Kommunalpolitisches Praktikum in Viersen Die Politiker von morgen

Viersen · Leerstand in der City: 73 Schülerinnen und Schüler debattierten über Wege aus der Krise – als Abschluss ihres kommunalpolitischen Praktikums, wie in einer echten Ratssitzung. Wie fanden es die Teilnehmer?

In einer Feedbackrunde schilderten die Teilnehmer des kommunalpolitischen Praktikums ihre Erfahrungen, bevor Bürgermeisterin Sabine Anemüller die Zertifikate für die Teilnahme verteilte.

Foto: Bianca Treffer

Im Zentrum der Kreisstadt steht ein Einkaufszentrum leer, in dem bislang Kleidung, Haushaltsgegenstände und Lebensmittel verkauft wurden. Aufgrund des wirtschaftlichen Drucks und des geänderten Einkaufsverhaltens der Bürger, die immer mehr online und immer weniger vor Ort einkaufen, kam es zu der Schließung. Was passiert mit dem alten Einkaufszentrum? Diese Frage stand jetzt auf der Tagesordnung einer Sondersitzung des Viersener Stadtrates im Sitzungssaal des Kreishauses – und das bei vollem Haus. Die Sitzplätze waren allesamt belegt. Allerdings lag das Alter der dort anwesenden Personen deutlich unter dem bei normalen Ratssitzungen. Im Rahmen des Kommunalpolitischen Praktikums, kurz KoPra genannt, tauchten 73 Schüler der verschiedenen weiterführenden Schulen aus Viersen in die Politik ein.

Das Planspiel, das den Abschluss des bekannten Angebotes der Stadt Viersen in Zusammenarbeit mit den Viersener Parteien darstellte, zeigte, dass es den Neunt- und Zehntklässlern nicht an kreativen Ideen mangelt und sie sehr gut in der Lage sind, ihre Argumente vorzubringen. Zeitgleich demonstrierten die Schüler aber auch, dass sie den Gegenargumenten aufgeschlossen gegenüber stehen und zur Diskussion bereit sind. „Wie im richtigen Leben“, kommentierte Viersens Bürgermeisterin Sabine Anemüller (SPD). Sie finde es großartig, was die Teilnehmer des KoPra gemacht hätten, fügte sie lobend zum Abschluss des Planspieles an. Zeitgleich gab sie den teilnehmenden Schülern einen Ratschlaget mit auf den Weg: „Handelt immer mit Wertschätzung dem anderen gegenüber“, betonte Anemüller, bevor sie den Schülerinnen und Schülern ihre Teilnahme-Zertifikate überreichte. Jeder Teilnehmer erhielt ein solches für seine Bewerbungsmappe.

________________

#### Aufgabe A
Überarbeite den Bericht über das Praktikum in Viersen von "Kommunalpolitisches Praktikum in" bis "es die Teilnehmer?" und setze dabei "Stadtratssitzung" an die Stelle von "Ratssitzung".
#### Aufgabe B
In welchem Raum fand laut dem Bericht über das Praktikum in Viersen die Sondersitzung statt?
#### Aufgabe C
Schreibe den Bericht über das Praktikum in Viersen im Anschluss an seinen letzten Satz weiter.
Die Einträge sind eigenständiges Material und gehören nicht zum Bericht.

(Einträge zur Bildsegmentierung)
________________

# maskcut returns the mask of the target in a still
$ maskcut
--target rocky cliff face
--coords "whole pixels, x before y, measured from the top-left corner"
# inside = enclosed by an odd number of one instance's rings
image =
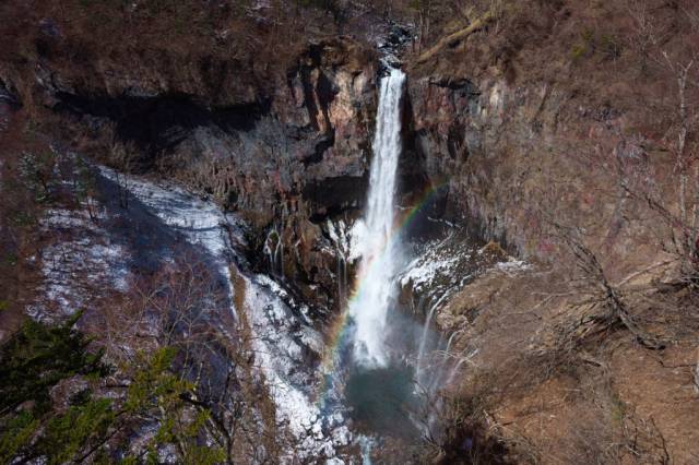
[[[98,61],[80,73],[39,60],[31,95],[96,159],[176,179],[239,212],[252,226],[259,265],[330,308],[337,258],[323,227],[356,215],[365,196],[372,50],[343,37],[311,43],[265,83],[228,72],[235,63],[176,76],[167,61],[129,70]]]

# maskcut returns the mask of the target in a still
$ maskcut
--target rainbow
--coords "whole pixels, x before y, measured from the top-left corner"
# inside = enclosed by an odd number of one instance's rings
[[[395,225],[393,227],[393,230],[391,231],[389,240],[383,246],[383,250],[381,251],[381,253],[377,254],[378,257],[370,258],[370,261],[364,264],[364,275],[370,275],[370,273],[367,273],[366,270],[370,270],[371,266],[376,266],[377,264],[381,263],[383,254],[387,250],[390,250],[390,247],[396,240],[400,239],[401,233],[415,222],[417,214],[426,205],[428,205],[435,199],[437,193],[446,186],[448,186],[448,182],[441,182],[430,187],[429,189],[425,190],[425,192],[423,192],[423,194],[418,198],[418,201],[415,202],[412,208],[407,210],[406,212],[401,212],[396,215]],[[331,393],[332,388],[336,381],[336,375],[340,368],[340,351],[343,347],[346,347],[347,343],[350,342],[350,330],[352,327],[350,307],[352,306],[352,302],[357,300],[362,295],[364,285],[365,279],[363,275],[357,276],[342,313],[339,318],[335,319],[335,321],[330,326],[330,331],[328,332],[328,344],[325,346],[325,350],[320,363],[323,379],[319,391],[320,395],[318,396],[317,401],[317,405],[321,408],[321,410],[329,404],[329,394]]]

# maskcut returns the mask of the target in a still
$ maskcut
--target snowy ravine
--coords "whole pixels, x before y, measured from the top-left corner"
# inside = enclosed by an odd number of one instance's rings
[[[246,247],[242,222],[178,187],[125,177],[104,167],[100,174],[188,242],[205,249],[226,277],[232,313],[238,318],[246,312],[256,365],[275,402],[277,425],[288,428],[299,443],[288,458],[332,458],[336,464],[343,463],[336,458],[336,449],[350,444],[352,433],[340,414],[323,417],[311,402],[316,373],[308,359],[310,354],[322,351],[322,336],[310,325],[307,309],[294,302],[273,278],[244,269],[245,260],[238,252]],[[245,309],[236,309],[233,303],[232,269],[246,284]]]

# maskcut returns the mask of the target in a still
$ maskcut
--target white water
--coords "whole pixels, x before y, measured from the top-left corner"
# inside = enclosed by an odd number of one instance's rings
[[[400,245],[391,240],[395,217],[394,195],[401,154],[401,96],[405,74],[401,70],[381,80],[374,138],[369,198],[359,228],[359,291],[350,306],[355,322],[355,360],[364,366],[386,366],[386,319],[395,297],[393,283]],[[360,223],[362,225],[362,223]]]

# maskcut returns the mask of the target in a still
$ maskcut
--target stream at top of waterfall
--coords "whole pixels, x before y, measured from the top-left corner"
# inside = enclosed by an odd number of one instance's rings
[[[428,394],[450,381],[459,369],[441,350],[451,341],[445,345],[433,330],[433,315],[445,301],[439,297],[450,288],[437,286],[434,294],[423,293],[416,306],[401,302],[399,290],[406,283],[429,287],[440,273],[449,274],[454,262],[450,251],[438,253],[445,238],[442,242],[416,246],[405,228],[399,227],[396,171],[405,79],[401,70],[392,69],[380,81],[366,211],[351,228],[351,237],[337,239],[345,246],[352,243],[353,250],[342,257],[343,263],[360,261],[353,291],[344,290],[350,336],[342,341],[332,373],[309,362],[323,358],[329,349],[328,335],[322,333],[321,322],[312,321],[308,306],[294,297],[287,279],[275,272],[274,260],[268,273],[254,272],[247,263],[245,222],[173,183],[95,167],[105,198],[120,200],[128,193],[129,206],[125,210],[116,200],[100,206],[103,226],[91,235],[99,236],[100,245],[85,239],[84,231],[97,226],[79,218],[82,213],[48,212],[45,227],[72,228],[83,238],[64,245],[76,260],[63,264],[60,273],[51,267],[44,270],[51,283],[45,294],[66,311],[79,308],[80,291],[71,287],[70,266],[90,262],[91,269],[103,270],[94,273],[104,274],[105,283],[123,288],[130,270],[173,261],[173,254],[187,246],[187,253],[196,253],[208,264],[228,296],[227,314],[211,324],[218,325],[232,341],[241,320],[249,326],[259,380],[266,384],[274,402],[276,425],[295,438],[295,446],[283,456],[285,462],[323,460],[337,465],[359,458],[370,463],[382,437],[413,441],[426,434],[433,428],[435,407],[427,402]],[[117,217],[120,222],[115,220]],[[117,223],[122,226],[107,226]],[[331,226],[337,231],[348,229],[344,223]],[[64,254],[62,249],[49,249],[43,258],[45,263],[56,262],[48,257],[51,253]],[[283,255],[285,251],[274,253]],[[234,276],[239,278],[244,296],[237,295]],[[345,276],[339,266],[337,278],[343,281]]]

________________

#### Ergebnis A
Kommunalpolitisches Praktikum in Viersen Die Politiker von morgen

Viersen · Leerstand in der City: 73 Schülerinnen und Schüler debattierten über Wege aus der Krise – als Abschluss ihres kommunalpolitischen Praktikums, wie in einer echten Stadtratssitzung. Wie fanden es die Teilnehmer?

#### Ergebnis B
Im Sitzungssaal des Kreishauses.

#### Ergebnis C
Die Neunt- und Zehntklässler durchliefen im Rahmen des Angebotes insgesamt vier Module. Einem ersten theoretischen Modul folgte die Teilnahme an einer Fraktionssitzung. In Modul drei schloss sich der Besuch einer Ausschusssitzung an. Mit einem Zeitfaktor von sechs Stunden stellte das Modul vier, das Planspiel, den arbeitsintensivsten Part dar. Bei den Schülern herrschte in der abschließenden Feedbackrunde die einstimmige Meinung, dass das KoPra informativ, spannend, lehrreich und sehr realitätsnah abgelaufen sei. „Ich habe viel für mich mitnehmen können und gelernt, wie wichtig es ist, seine eigene Meinung mit guten Argumenten zu vertreten“, sagte Alice zu dem Angebot, das die Stadt Viersen in Zusammenarbeit mit der Politik seit 2006 regelmäßig anbietet. Für Emely war es ebenfalls eine bereichernde Erfahrung. „Ich fand es sehr gut, mit den anderen zu diskutieren und dabei auch schon einmal meine eigenen Ansichten zu überdenken, einfach, weil andere Argumente so gut waren und man das selbst gar nicht auf dem Schirm hatte“, sagte die Zehntklässlerin.

Die Frage, ob man sich nun wirklich in die Politik einbringen möchte und in welcher Partei, blieb für das Gros der Teilnehmer allerdings noch offen. Dass es nicht unbedingt eine Partei sein muss, wenn man sich einbringen möchte, verdeutlichten die drei Vertreter des Jugendforums Viersen, die das Angebot kurz vor der Übergabe der Zertifikate vorstellten. Politisch unabhängig bringt sich das Jugendforum ein, wobei es unter anderem auch im Jugendhilfeausschuss vertreten ist. Eine Alternative, die bei etlichen der jungen Bürger auf großes Interesse stieß, wie anhand der Nachfragen festzustellen war.

Doch auch die Mitarbeit in einer Partei konnten sich einige Teilnehmer durchaus vorstellen. Im aktuellen Stadtrat sind einige ehemalige Teilnehmer des kommunalpolitischen Praktikums vertreten, zum Beispiel Viersens CDU-Vorsitzender Sebastian Achten.